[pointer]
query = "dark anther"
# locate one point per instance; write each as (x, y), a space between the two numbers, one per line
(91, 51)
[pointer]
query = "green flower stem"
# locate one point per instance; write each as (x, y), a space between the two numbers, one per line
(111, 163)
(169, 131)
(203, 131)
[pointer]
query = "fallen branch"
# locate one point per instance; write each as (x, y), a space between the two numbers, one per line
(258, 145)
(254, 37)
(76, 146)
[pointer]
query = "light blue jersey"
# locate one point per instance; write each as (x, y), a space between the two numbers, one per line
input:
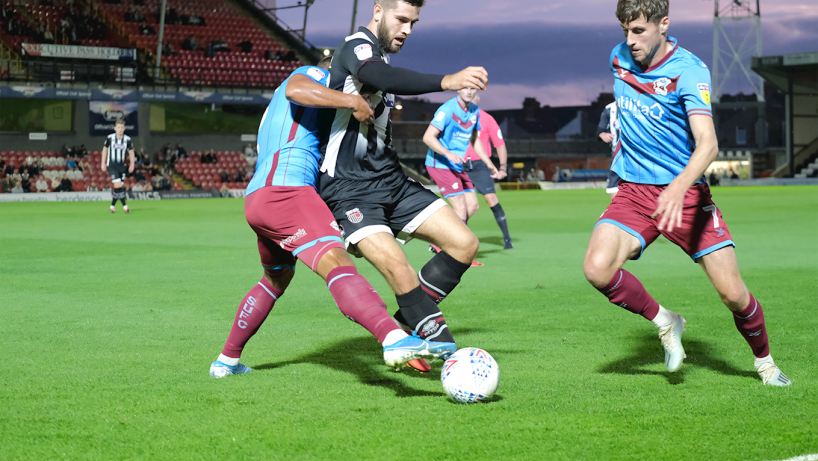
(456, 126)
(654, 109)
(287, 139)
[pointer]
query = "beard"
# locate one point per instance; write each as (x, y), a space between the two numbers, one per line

Task instructions: Reproduce the listing word for word. Do not carry over the pictures.

Output for this exercise:
[pointer]
query = "dark anther"
# locate one point per instance; write each as (x, y), a space between the two numbers, one per line
(91, 51)
[pointer]
query = "green flower stem"
# locate one point per instance; write each as (x, y), a space between the two numbers, one per line
(111, 163)
(169, 131)
(203, 131)
[pointer]
query = "fallen branch"
# locate one point per instance; write each as (x, y), a space between the two numbers, one per line
(258, 145)
(254, 37)
(76, 146)
[pointer]
query = "light blue jersey"
# locate one point per instance; write each as (x, y), a space between the two numbers, one per line
input:
(456, 126)
(654, 109)
(287, 139)
[pointer]
query = "beard"
# locate one point per instance; write each as (x, y), a space between the two numbers, one per line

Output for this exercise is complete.